*Instructions for the task*.
Select every line in the records that contains the string "lane" and copy each one out in full.

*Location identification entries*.
* * * *

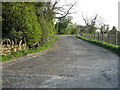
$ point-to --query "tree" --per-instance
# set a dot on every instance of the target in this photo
(63, 24)
(90, 23)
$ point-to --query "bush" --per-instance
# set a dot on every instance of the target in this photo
(21, 17)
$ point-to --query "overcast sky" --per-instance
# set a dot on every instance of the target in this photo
(107, 9)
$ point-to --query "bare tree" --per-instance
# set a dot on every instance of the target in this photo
(61, 11)
(90, 23)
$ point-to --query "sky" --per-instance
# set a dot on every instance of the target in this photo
(107, 9)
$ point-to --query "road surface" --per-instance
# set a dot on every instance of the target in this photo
(70, 63)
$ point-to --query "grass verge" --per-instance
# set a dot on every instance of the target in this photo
(27, 51)
(111, 47)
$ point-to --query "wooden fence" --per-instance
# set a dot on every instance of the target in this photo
(10, 46)
(109, 38)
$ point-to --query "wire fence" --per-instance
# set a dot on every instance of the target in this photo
(108, 38)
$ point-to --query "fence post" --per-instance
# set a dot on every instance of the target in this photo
(108, 38)
(102, 36)
(94, 36)
(115, 37)
(98, 37)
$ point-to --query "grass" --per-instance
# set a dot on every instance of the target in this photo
(27, 51)
(111, 47)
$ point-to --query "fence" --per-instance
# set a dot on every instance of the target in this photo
(109, 38)
(10, 46)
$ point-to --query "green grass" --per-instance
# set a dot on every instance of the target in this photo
(111, 47)
(27, 51)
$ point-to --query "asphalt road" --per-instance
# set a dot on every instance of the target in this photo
(70, 63)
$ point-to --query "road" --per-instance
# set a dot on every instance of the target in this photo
(70, 63)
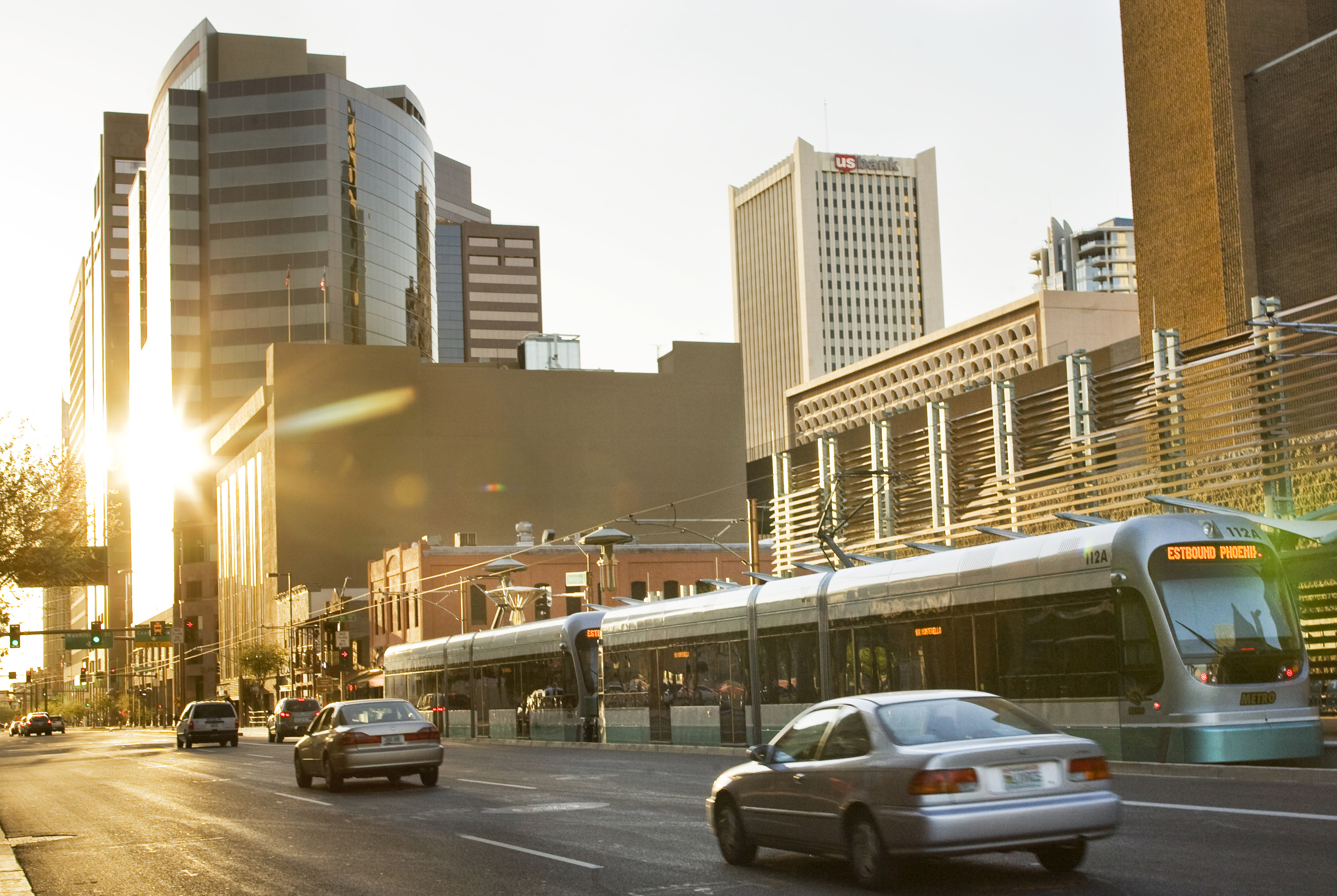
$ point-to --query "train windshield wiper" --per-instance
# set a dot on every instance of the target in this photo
(1216, 649)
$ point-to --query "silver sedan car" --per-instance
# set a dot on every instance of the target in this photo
(932, 772)
(368, 739)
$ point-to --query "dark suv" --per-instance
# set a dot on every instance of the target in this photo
(35, 724)
(212, 721)
(292, 717)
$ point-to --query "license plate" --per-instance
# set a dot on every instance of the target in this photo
(1022, 777)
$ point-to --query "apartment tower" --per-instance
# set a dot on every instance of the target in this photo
(836, 259)
(1233, 154)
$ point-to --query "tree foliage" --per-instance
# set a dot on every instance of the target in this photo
(43, 519)
(261, 660)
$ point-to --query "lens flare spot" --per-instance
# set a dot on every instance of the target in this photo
(410, 490)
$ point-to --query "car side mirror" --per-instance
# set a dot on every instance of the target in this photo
(764, 754)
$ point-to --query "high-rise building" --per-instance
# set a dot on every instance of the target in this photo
(1101, 260)
(1233, 156)
(487, 275)
(99, 379)
(836, 257)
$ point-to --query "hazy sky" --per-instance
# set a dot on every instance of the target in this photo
(614, 128)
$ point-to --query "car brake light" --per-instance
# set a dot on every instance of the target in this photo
(1092, 768)
(428, 734)
(944, 782)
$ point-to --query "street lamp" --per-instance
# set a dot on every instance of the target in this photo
(605, 540)
(288, 633)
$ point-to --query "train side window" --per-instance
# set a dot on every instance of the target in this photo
(1140, 655)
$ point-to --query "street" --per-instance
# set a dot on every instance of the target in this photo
(125, 812)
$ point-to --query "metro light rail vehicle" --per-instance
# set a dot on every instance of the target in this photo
(1170, 638)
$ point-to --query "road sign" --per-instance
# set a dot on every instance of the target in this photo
(145, 633)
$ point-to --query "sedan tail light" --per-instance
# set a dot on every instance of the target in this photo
(428, 734)
(1092, 768)
(944, 782)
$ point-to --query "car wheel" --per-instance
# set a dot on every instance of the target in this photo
(304, 779)
(1063, 856)
(729, 832)
(867, 855)
(333, 783)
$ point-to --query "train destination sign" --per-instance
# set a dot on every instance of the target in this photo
(1213, 553)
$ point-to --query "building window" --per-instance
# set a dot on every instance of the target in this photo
(478, 606)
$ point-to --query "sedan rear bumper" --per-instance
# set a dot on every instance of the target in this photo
(1003, 824)
(373, 763)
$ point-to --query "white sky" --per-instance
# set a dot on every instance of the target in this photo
(615, 128)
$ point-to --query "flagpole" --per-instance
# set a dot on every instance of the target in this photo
(325, 308)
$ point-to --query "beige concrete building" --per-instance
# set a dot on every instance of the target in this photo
(350, 449)
(836, 259)
(998, 345)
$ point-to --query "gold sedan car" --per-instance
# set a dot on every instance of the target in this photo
(368, 739)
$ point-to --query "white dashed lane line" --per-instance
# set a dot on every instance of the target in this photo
(531, 853)
(498, 784)
(1243, 812)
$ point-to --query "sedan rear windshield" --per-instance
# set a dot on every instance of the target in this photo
(959, 719)
(301, 705)
(392, 711)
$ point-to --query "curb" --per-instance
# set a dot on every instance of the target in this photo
(12, 881)
(629, 748)
(1259, 774)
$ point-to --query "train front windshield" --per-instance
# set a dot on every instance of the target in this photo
(1229, 610)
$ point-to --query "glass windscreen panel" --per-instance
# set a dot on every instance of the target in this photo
(1231, 612)
(959, 719)
(391, 711)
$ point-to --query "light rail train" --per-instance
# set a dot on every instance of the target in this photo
(1170, 638)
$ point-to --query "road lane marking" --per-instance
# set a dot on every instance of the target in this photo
(550, 807)
(533, 853)
(498, 784)
(1243, 812)
(303, 799)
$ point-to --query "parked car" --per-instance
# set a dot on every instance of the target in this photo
(210, 721)
(35, 724)
(292, 717)
(368, 739)
(946, 774)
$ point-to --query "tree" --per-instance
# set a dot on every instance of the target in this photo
(43, 519)
(261, 660)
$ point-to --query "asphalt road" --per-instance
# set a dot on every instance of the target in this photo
(137, 816)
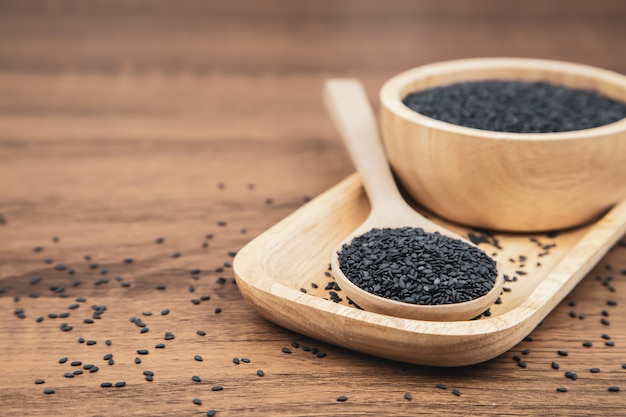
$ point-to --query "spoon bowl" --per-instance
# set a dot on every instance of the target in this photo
(348, 106)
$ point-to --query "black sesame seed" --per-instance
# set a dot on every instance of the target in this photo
(412, 266)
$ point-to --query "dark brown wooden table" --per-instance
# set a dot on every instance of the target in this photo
(122, 122)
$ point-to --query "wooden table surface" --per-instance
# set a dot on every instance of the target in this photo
(122, 122)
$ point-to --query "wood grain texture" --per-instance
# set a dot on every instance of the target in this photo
(348, 106)
(118, 122)
(502, 180)
(537, 276)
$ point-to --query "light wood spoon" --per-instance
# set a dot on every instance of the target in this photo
(348, 106)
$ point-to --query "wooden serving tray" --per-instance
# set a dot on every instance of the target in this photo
(294, 254)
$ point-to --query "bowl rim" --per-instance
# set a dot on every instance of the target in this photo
(391, 100)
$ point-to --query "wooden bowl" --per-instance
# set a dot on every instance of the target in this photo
(505, 181)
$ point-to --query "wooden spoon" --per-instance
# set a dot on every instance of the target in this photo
(348, 106)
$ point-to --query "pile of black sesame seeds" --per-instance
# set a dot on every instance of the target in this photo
(516, 106)
(412, 266)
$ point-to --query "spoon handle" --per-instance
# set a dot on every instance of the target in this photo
(347, 104)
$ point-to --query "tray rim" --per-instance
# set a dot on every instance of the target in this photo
(265, 294)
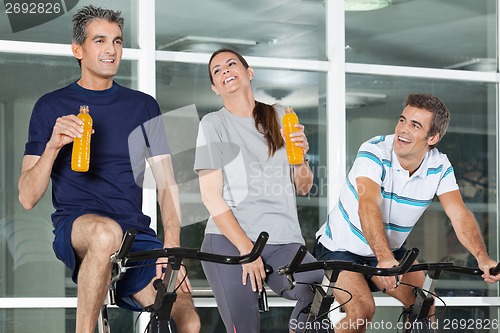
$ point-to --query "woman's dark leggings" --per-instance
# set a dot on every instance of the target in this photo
(238, 303)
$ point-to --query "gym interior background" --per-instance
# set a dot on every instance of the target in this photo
(344, 66)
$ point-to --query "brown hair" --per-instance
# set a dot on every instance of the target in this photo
(266, 118)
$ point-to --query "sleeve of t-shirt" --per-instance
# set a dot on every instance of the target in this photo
(368, 163)
(155, 132)
(209, 147)
(39, 130)
(448, 181)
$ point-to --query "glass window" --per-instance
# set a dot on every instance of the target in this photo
(28, 266)
(470, 144)
(284, 29)
(438, 34)
(51, 21)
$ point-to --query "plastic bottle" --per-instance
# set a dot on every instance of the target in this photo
(295, 154)
(80, 157)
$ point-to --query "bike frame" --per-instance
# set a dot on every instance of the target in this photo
(323, 298)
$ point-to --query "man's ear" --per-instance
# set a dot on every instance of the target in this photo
(77, 51)
(214, 89)
(433, 140)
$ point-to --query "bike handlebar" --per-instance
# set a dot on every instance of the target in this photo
(295, 267)
(450, 267)
(186, 253)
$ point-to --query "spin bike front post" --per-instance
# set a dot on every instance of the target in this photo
(161, 320)
(103, 319)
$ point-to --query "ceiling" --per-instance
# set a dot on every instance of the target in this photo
(453, 34)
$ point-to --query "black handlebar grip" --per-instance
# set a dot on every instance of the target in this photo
(126, 245)
(495, 270)
(297, 260)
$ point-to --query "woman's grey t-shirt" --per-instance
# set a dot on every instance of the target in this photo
(258, 189)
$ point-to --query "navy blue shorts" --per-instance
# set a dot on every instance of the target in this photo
(134, 280)
(322, 253)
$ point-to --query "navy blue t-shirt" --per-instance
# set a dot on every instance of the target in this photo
(128, 129)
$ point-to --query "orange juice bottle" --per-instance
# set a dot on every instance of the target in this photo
(80, 157)
(295, 154)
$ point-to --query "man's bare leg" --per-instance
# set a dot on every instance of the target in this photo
(94, 239)
(183, 311)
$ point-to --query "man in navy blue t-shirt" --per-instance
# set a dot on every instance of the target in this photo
(94, 208)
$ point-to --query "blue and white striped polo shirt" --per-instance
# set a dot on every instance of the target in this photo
(404, 198)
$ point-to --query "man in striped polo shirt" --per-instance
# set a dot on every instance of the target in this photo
(392, 181)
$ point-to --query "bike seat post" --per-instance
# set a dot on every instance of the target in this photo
(171, 273)
(323, 297)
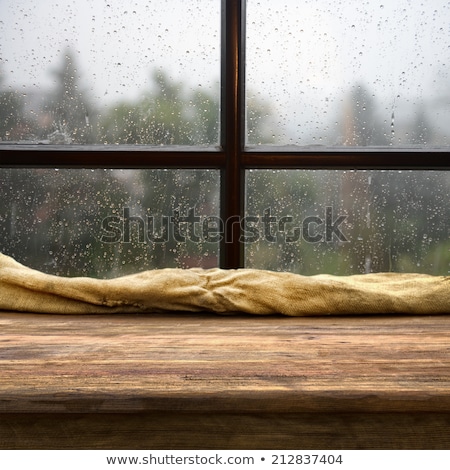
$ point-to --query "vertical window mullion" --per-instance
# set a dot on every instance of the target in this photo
(232, 131)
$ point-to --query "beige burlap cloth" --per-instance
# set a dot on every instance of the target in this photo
(222, 291)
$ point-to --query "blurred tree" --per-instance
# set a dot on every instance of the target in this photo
(68, 105)
(12, 123)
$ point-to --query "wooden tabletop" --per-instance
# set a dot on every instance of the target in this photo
(205, 362)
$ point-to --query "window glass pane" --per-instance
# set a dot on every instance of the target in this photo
(106, 72)
(106, 223)
(349, 73)
(348, 222)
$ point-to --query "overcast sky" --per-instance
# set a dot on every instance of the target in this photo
(303, 56)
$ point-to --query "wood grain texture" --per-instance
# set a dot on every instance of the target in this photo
(204, 372)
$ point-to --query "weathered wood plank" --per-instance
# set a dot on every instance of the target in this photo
(178, 430)
(206, 381)
(205, 362)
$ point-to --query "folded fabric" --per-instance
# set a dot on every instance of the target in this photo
(222, 291)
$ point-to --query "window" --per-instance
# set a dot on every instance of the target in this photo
(302, 136)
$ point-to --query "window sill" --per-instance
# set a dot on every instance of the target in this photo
(207, 381)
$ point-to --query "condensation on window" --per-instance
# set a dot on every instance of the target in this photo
(348, 73)
(106, 223)
(348, 222)
(105, 72)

* * * *

*Response to the exercise*.
$ point-to --query "white dashed lane line" --per-instance
$ point-to --query "road lane marking" --per-instance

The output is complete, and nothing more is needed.